• WORK TO COMPLETE
Please copy out the entries below, word for word, covering the stretch from the line containing "of the large" through the line containing "of the curled", with both of those lines included.

• EXCERPTED RECORDS

══════

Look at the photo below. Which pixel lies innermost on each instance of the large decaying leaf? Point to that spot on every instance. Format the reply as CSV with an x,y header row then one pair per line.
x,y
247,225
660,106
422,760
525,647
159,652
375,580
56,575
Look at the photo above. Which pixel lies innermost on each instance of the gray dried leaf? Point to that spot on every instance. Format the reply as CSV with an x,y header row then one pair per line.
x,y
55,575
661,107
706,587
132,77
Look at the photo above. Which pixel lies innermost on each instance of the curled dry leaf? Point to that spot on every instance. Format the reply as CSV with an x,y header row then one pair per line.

══════

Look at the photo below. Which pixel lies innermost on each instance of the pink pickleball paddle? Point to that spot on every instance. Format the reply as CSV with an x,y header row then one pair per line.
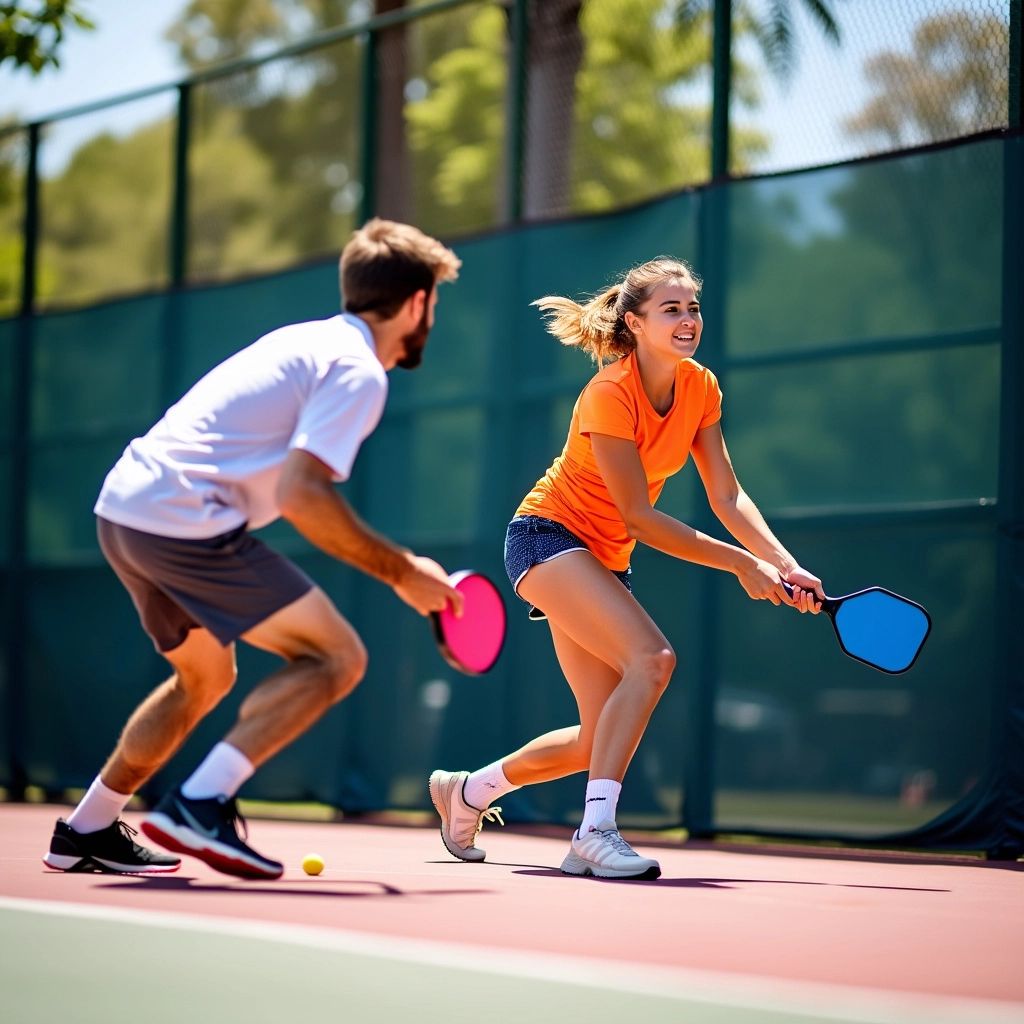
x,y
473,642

══════

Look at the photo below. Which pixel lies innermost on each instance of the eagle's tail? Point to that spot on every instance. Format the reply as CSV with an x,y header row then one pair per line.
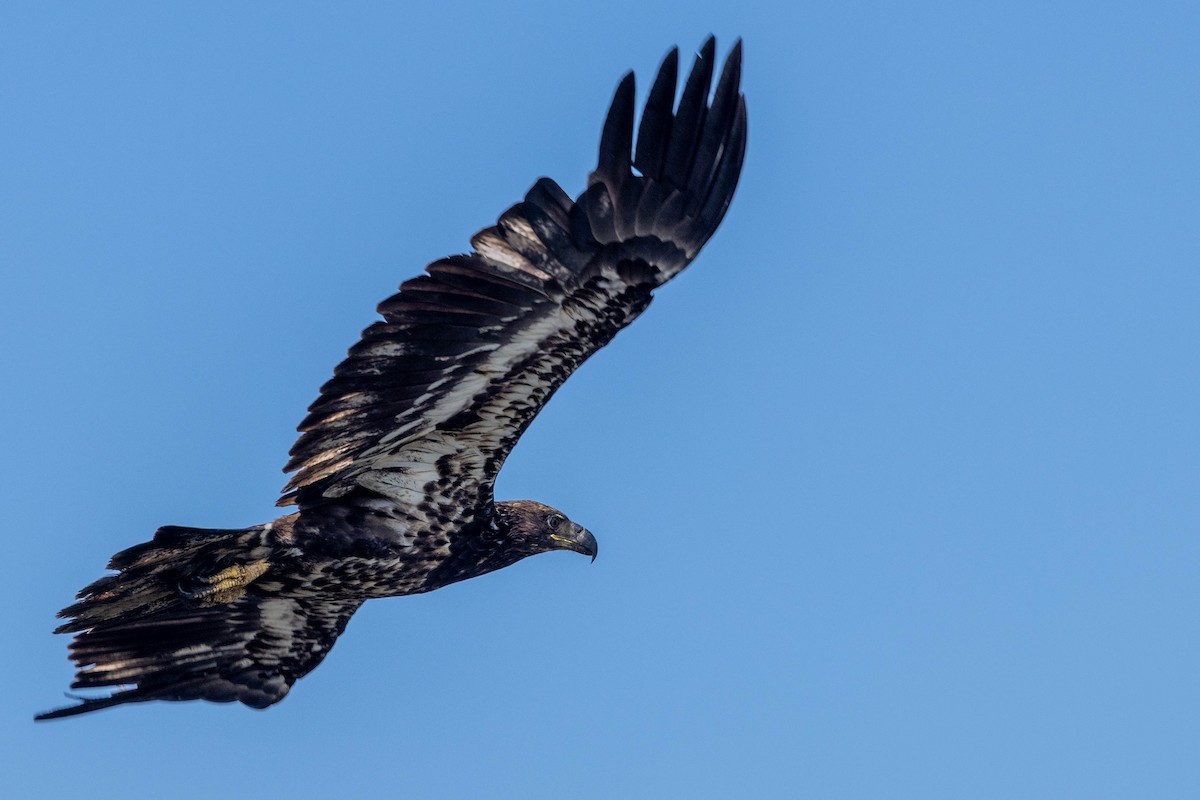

══════

• EXERCISE ANSWER
Look at the photo below. Which pixel lies innermost on each instance of the large decaying leaf? Point to that spot on every instance. Format the reply as CSV with an x,y header row then one pair per line.
x,y
247,225
660,106
422,760
525,647
159,652
375,580
56,575
Look at the photo above. Which pixel lies innermost on each instance of the gray dried leaf? Point to that spot on every instance. Format the reply as CSV with an x,y header row then one pair per line.
x,y
55,575
661,107
706,587
132,77
Look at the photo above. Which pixel lies innermost on each instance of the curled dry leaf? Point to that spot on every instance. Format the reply as CSV with an x,y header row then one pair per line.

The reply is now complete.